VORLIEGENDE EINTRÄGE
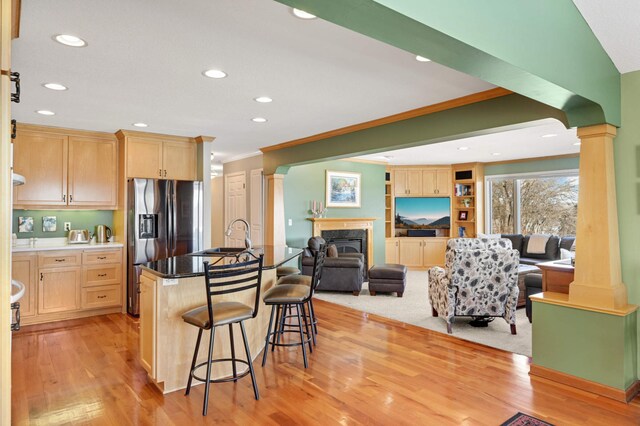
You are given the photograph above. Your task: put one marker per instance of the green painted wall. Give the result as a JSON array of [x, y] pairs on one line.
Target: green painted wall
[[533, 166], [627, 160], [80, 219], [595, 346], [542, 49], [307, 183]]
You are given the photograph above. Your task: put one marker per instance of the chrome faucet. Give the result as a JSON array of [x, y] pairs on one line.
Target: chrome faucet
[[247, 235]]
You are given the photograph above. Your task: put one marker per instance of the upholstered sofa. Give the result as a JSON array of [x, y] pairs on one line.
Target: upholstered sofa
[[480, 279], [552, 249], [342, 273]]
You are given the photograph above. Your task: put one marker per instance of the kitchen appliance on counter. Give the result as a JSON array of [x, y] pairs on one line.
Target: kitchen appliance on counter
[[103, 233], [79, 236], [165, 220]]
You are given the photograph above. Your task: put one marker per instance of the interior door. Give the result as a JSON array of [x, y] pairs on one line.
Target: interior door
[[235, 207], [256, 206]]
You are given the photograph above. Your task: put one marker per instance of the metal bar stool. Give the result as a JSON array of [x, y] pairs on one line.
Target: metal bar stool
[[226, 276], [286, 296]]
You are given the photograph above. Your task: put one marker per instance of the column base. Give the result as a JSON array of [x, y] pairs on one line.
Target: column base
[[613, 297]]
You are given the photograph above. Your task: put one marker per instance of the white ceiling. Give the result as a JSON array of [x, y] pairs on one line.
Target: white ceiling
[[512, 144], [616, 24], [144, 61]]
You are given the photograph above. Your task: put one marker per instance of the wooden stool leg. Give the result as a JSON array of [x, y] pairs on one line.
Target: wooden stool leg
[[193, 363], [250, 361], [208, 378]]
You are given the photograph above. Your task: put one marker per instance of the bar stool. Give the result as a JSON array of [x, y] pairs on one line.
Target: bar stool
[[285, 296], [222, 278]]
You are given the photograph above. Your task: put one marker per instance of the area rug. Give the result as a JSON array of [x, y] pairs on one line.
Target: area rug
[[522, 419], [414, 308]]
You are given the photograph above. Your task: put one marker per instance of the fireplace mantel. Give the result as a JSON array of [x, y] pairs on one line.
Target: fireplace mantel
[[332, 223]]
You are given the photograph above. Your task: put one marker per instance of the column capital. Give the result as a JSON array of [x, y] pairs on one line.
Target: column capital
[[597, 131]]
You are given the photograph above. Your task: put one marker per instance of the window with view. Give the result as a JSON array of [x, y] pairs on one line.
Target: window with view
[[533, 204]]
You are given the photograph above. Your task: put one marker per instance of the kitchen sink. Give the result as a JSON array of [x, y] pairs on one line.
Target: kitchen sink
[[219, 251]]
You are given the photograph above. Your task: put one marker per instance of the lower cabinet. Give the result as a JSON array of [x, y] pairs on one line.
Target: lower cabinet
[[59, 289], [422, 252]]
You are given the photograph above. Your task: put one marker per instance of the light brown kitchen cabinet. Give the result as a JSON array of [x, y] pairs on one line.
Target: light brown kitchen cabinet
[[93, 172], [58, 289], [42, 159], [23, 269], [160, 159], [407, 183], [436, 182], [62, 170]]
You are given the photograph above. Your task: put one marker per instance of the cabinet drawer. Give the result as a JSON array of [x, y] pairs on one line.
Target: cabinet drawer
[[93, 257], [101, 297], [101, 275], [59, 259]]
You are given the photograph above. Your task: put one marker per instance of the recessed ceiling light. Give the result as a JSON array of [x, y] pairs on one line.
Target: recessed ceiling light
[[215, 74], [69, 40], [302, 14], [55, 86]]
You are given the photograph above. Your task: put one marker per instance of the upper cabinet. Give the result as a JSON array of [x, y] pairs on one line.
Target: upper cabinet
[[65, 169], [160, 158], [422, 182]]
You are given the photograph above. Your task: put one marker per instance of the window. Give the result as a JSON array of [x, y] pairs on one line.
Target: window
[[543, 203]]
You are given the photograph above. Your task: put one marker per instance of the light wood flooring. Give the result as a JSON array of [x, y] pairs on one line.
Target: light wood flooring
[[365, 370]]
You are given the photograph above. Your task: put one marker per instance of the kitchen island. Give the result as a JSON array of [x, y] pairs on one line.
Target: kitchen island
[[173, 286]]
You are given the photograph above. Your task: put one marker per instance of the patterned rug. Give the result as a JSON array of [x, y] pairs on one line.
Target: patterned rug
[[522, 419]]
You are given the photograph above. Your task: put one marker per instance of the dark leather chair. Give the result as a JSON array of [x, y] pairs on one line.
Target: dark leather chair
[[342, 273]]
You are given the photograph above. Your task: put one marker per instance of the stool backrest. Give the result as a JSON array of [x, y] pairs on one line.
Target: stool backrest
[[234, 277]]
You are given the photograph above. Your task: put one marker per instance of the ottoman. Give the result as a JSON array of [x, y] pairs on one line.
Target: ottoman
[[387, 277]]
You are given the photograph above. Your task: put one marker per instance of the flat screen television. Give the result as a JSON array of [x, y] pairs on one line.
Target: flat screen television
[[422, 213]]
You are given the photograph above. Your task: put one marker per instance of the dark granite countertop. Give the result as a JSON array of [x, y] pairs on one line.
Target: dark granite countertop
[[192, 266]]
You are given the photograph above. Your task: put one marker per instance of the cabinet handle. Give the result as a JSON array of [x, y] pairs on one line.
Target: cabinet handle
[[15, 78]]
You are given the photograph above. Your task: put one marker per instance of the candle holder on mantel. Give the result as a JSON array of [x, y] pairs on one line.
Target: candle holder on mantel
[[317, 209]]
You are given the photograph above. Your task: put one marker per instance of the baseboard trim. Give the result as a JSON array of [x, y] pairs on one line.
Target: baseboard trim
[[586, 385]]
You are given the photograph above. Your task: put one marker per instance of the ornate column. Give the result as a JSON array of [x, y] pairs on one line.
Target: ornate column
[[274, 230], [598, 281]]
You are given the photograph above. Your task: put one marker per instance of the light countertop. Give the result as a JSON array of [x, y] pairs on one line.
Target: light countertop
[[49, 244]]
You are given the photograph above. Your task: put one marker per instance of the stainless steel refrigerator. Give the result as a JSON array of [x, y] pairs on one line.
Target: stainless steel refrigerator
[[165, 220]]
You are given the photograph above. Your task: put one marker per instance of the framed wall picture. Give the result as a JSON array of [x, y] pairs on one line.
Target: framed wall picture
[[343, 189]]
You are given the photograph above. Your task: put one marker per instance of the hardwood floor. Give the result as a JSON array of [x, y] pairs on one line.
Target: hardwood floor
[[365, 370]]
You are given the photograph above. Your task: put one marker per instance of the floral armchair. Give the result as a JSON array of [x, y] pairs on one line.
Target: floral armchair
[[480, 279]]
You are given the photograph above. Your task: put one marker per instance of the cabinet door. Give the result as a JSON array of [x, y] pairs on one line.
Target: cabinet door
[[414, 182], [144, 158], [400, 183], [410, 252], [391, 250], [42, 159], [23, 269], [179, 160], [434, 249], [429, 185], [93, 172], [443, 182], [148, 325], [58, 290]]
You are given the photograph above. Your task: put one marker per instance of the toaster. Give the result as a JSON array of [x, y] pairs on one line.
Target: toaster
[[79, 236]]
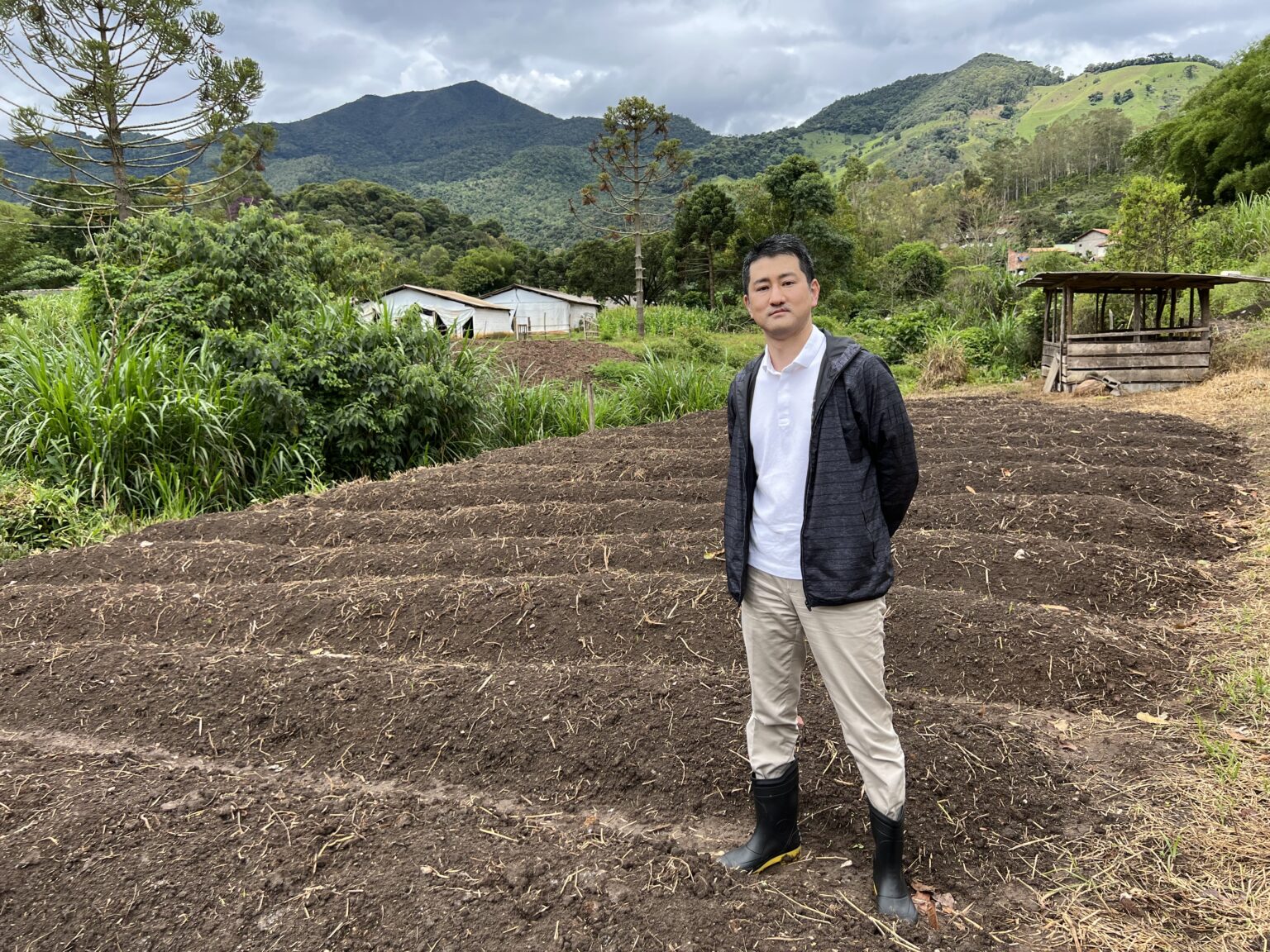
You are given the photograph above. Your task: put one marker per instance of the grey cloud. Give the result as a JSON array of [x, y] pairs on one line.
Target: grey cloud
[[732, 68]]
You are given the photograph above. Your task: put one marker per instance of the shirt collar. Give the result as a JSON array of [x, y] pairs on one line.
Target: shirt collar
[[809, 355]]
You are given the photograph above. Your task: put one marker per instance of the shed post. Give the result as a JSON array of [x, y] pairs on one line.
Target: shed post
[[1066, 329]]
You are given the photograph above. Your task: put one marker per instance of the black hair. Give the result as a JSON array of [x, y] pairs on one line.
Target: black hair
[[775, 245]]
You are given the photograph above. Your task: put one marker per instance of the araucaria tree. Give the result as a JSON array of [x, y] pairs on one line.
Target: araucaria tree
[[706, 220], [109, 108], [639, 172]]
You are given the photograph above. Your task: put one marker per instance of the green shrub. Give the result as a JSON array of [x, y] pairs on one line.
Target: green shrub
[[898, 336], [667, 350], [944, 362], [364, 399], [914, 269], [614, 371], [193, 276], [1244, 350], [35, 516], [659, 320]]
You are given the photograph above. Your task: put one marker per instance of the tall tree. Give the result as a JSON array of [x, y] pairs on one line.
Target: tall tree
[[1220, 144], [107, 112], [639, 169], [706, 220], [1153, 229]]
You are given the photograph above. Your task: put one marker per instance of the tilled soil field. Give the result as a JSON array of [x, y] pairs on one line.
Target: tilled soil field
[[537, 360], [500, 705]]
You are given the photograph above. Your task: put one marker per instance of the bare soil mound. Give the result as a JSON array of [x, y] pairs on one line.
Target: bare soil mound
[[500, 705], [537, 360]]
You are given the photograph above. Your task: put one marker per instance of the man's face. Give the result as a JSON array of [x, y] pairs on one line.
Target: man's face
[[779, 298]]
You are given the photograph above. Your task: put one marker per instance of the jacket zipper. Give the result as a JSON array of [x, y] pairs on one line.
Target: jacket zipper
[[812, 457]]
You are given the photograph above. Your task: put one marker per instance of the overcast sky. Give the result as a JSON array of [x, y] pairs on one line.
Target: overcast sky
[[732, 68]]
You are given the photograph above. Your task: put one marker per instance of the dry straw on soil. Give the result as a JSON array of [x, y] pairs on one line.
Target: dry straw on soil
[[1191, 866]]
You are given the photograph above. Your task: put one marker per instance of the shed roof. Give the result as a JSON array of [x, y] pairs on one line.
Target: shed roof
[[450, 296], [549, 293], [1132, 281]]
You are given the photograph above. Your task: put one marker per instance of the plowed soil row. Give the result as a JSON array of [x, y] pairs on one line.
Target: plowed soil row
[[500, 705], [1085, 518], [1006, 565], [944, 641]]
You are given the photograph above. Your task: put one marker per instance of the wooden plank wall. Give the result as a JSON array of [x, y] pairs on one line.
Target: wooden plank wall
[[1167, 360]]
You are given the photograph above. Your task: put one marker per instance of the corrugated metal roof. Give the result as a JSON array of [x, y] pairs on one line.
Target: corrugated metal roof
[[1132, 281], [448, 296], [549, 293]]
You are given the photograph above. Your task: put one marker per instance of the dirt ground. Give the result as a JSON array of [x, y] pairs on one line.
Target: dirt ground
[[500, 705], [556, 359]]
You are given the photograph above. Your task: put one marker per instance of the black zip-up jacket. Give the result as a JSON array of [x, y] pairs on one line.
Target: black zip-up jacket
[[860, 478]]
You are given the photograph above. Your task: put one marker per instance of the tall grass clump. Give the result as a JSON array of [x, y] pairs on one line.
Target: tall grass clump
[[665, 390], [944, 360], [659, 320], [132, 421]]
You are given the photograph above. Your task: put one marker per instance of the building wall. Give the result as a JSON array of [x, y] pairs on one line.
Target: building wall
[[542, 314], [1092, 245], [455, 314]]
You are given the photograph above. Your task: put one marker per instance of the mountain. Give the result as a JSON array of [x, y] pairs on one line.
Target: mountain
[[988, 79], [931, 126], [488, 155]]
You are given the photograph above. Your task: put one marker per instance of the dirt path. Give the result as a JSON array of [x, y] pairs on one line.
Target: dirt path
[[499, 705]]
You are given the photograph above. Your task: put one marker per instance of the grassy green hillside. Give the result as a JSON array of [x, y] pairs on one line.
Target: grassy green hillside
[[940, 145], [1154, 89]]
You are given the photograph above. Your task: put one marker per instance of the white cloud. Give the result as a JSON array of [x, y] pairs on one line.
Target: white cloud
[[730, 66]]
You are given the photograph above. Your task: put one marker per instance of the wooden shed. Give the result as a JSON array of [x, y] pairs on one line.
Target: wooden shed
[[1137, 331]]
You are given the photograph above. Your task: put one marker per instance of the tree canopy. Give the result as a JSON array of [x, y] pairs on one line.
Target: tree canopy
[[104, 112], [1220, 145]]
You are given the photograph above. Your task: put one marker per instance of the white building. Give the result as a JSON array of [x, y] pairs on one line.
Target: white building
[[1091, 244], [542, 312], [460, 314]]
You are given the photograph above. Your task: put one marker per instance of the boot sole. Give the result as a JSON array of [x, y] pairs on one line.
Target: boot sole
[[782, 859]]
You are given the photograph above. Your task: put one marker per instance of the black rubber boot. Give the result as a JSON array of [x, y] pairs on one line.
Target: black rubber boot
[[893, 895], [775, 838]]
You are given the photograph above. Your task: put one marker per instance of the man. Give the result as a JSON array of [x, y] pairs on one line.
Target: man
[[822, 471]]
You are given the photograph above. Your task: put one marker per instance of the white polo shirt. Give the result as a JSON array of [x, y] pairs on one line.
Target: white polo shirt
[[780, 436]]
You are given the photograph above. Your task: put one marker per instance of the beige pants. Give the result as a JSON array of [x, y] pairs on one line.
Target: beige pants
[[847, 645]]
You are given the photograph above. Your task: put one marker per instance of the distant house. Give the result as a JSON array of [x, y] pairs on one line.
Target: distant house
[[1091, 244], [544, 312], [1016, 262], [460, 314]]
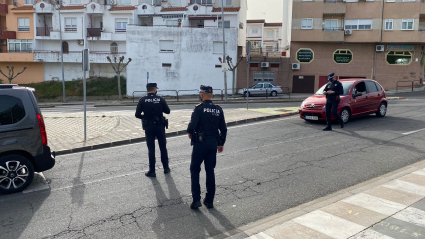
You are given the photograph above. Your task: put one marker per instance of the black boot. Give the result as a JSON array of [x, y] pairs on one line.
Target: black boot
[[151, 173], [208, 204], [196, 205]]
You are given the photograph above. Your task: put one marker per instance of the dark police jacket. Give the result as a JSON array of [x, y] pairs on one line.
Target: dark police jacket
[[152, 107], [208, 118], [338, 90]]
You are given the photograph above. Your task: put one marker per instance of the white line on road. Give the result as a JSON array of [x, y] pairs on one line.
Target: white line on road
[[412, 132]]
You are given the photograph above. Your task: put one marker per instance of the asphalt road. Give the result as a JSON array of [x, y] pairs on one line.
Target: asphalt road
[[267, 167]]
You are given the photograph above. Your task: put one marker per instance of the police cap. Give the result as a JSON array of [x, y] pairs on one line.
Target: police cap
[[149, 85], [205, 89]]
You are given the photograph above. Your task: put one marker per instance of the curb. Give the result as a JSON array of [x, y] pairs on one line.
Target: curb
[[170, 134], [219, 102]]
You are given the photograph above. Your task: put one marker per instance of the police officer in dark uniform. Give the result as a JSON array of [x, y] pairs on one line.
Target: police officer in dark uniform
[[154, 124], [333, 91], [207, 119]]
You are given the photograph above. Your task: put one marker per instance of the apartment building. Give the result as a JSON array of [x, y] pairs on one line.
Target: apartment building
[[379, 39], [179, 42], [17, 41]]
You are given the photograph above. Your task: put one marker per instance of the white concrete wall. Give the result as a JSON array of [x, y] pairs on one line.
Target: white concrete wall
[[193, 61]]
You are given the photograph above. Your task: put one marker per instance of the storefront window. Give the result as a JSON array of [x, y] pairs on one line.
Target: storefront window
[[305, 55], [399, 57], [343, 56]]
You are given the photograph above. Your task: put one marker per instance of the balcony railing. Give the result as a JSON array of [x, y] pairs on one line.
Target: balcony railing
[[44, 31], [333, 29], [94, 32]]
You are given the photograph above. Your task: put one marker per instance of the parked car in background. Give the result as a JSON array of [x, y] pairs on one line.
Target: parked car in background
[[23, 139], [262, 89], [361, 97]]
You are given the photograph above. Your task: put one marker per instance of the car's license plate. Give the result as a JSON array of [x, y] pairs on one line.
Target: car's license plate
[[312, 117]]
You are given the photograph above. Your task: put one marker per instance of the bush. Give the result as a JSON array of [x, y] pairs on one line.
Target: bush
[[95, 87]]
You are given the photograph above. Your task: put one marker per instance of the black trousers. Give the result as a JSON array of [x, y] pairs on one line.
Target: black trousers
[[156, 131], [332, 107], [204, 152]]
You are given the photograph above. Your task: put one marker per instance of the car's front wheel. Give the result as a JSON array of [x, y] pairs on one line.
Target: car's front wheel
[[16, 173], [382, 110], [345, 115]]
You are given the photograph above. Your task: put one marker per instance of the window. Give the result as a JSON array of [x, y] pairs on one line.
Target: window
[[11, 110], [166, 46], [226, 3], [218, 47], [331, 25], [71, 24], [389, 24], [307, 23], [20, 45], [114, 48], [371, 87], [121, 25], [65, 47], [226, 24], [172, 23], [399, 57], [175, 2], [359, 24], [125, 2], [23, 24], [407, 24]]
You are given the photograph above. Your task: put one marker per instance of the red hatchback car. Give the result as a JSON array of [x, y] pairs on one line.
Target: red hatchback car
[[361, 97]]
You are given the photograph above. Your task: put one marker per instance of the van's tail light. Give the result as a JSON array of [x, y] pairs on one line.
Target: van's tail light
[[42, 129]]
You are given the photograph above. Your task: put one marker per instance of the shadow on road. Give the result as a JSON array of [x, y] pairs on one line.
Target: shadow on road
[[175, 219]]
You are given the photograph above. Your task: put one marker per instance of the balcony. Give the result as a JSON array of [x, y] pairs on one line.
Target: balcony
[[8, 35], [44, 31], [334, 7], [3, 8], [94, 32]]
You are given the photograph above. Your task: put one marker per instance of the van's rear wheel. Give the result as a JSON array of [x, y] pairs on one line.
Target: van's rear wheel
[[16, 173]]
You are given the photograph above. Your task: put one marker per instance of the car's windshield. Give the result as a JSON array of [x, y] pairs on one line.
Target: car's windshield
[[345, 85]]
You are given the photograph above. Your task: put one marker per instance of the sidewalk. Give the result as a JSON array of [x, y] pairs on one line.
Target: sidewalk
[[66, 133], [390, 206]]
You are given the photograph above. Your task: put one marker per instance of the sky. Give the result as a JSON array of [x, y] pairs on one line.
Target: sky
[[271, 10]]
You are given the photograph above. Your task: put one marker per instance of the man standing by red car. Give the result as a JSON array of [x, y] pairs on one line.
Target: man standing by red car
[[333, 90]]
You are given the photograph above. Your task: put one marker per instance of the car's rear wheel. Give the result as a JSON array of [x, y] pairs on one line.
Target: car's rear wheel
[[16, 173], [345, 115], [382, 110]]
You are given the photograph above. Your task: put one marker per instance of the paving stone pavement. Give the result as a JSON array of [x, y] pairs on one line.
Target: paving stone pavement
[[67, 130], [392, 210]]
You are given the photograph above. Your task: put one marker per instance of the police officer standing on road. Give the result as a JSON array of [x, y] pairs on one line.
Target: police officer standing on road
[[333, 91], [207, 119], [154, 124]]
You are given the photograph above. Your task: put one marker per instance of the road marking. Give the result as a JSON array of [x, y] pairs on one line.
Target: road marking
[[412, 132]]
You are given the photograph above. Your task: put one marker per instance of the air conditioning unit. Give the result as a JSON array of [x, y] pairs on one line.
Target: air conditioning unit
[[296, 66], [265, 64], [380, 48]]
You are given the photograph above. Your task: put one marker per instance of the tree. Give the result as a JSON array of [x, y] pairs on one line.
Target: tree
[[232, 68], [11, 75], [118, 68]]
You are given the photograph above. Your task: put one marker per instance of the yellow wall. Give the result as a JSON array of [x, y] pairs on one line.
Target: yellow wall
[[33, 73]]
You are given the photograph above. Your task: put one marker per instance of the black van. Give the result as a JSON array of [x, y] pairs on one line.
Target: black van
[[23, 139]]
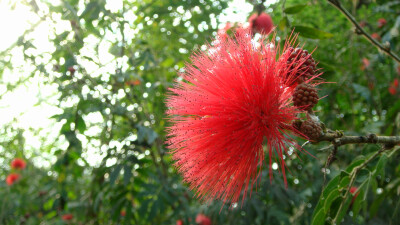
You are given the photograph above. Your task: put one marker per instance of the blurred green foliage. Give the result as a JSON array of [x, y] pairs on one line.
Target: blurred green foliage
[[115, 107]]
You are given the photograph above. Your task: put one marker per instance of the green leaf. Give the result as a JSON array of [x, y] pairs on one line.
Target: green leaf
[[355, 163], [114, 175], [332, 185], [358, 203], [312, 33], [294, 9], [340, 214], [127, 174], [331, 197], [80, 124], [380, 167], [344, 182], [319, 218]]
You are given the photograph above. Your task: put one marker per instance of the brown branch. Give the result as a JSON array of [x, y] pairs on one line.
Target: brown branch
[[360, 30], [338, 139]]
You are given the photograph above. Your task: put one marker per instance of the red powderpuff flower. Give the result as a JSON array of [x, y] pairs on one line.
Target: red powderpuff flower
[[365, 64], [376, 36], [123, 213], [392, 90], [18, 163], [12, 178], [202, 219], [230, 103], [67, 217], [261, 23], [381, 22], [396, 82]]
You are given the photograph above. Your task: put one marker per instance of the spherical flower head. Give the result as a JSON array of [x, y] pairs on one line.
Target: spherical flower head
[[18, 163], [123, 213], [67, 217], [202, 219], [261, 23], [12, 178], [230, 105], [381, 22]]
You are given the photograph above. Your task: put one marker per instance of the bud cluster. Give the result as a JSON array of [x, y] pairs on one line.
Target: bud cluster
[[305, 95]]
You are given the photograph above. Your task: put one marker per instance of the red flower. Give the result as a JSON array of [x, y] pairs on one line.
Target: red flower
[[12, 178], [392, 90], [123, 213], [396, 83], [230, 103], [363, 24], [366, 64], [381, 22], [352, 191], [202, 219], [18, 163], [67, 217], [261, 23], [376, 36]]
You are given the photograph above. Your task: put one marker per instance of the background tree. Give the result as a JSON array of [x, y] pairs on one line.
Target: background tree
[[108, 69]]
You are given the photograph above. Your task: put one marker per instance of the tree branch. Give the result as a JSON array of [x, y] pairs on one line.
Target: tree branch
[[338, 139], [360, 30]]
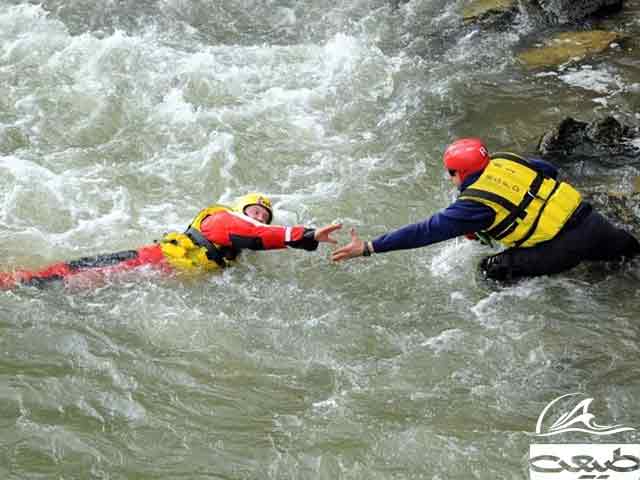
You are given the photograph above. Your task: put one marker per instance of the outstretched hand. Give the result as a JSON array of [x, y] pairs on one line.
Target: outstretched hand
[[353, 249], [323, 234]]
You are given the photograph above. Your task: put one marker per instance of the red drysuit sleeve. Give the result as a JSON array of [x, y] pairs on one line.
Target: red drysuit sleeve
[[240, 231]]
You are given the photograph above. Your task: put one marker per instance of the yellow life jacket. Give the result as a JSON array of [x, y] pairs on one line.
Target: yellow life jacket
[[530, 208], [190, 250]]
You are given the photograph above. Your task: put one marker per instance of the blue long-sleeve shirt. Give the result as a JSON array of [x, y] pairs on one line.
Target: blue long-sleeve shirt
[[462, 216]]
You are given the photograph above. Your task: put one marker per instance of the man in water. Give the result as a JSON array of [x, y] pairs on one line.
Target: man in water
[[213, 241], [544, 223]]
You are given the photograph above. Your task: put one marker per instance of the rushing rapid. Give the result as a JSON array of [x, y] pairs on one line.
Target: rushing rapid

AUFGABE
Schreib den Teil der Einträge wortgetreu ab, der mit der Zeile mit "the white building." anfängt und mit der Zeile mit "[[151, 173], [208, 204], [196, 205]]" aufhört, beide Zeilen eingeschlossen. Die Bilder lässt du in deiner Antwort weg.

LÖSUNG
You are given the photograph above. Your task: put one marker per instance of the white building. Give the result as a JSON array of [x, y] pairs on one line.
Target: white building
[[1091, 244], [542, 312], [460, 314]]
You are given the photograph above. Your task: put one marker per instance of the boot sole. Give the result as a JSON array of [x, y] pairs on one line.
Target: boot sole
[[782, 859]]
You are given the photograph above. Your task: put one marker per instance of the black rubber boot. Give the result as a JSON array of [x, y] pairs on one line.
Target: black rubber boot
[[893, 895], [775, 838]]
You are given the photograph above. Your task: put one marker per instance of the man. Give the result as a JSON array of [x, y] pairs on one line.
Target: man
[[822, 471]]
You are given the photograph above. Your task: put one marker per instance of the white polo shirt. Give the result as a JSON array of [x, y] pairs on one line.
Target: white polo shirt
[[780, 436]]
You are given the photograph above. Your task: put one marker per instance of the beige pants. Give the result as a JSON array of [x, y] pairs on one line.
Target: beige pants
[[847, 645]]
You are given the photograph above. Your task: put one marker per instance of the distant house. Give the result as a JSON array of [x, y] pairs on one line.
Target: distant house
[[1091, 244], [544, 312], [1016, 262], [460, 314]]
You are given the photograph above. Your task: put one marker per instance of the black boot. Give the result as a JSON array of [x, y] pairs on one line.
Target: black boot
[[151, 173], [208, 204], [196, 205]]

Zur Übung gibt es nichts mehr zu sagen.